Prolongez le dialogue ci-dessous entre le chroniqueur et le docteur en reprenant immédiatement après sa dernière réplique.

::: Texte fourni :::

Bref, les choses avancent, c'est dans leur nature.

Est-ce aussi dans la nature de l'Homme et de sa Fiancée? Ça, c'est moins sûr.

J'ai parfois l'impression que les choses avancent et que l'Homme et sa Fiancée reculent, j'ai parfois l'impression d'un grand vide, docteur.

Où ça?

Au milieu, docteur. Forcément. Si les choses avancent et que l'Homme recule, il y a un vide au milieu qui s'agrandit tous les jours un petit peu.

Mais enfin, monsieur le chroniqueur, vous dites n'importe quoi encore une fois. Comment les choses pourraient-elles avancer si l'Homme recule? N'est-ce pas l'Homme qui fait avancer les choses?

::: Lignes présentées :::

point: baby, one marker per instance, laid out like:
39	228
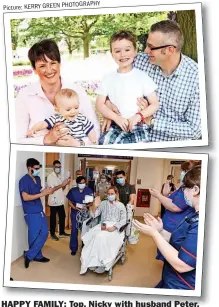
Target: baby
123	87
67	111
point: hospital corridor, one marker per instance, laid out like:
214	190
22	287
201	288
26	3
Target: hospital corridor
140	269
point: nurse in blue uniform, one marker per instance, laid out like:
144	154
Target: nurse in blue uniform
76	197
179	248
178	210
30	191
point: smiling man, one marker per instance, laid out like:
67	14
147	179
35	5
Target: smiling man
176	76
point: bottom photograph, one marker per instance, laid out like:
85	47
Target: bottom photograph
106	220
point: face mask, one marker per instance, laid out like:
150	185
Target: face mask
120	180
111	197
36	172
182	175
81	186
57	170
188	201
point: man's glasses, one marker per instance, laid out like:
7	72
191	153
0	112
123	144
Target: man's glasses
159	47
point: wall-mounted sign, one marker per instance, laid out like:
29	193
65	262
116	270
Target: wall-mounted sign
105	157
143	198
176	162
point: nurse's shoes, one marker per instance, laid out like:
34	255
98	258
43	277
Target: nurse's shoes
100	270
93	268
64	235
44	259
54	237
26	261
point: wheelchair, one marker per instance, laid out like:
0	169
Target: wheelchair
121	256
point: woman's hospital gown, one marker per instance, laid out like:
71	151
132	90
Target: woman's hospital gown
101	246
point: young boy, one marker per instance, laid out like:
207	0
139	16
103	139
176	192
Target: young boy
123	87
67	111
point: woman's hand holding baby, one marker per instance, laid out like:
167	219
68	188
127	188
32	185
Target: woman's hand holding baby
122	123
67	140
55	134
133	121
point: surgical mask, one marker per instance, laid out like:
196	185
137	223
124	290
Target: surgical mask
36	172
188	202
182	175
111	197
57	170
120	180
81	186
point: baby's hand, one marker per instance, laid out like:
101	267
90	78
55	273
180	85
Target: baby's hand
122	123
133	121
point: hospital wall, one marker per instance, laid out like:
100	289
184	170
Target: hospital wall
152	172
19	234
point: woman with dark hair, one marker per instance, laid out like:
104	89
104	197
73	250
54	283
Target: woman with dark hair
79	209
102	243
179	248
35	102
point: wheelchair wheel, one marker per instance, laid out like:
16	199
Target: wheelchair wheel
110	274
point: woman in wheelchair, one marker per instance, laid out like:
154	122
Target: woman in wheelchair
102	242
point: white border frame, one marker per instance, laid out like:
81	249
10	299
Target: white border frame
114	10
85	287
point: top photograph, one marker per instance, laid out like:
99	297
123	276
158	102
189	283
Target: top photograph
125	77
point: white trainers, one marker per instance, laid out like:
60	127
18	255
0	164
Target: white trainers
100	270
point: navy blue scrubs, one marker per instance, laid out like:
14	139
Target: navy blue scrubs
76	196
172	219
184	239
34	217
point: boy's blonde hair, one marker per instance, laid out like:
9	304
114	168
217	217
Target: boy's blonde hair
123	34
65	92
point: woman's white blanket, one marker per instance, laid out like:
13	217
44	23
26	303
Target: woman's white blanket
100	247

:::
::: Lignes présentées :::

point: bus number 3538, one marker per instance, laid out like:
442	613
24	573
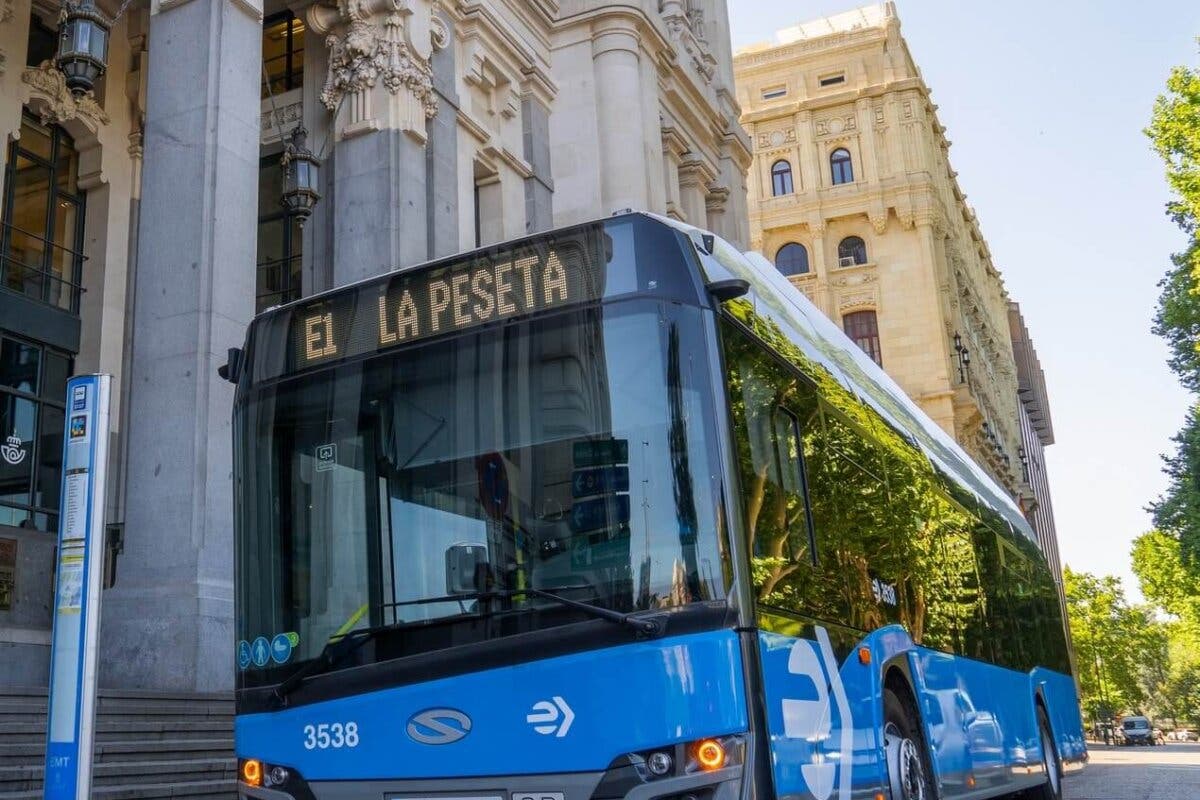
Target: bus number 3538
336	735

:::

» **Résultat de l'exercice**:
Vous avez raison. C'est l'Homme qui va inventer l'ordinateur qui effectuera 1000 milliards d'opérations en une seconde. L'Homme qui va trouver le vaccin contre le sida. L'Homme qui va imaginer des solutions économiques, agronomiques, humanitaires, écologiques à la famine et à la pauvreté. Des solutions éthiques aussi. S'il a été capable d'imaginer une Bourse du carbone, pourquoi pas une Bourse de la compassion? L'Homme ne fait pas seulement avancer la chose technologique, mécanique, scientifique, il fait avancer aussi les choses du coeur. Quand je dis qu'il recule, je ne parle surtout pas sur le plan du coeur; le coeur de l'Homme est de plus en plus gros, dégouline de plus en plus d'intelligence émotive. Ah l'intelligence émotive! il en met partout.

Quand je dis que les choses avancent, je dis cela aussi: il y a de plus en plus de gens de bien et de moins en moins de trous du cul.

Quand je dis que l'Homme recule, je parle de ce qu'il est quand il a fini de faire le bien, de faire avancer les choses, quand il quitte son bureau de pédiatrie sociale ou son bureau de député de l'opposition, quand il revient du festival de l'humour, quand il est seul avec lui-même dans son salon...

Justement, il est de moins en moins seul avec lui-même.

Quand il prend un livre.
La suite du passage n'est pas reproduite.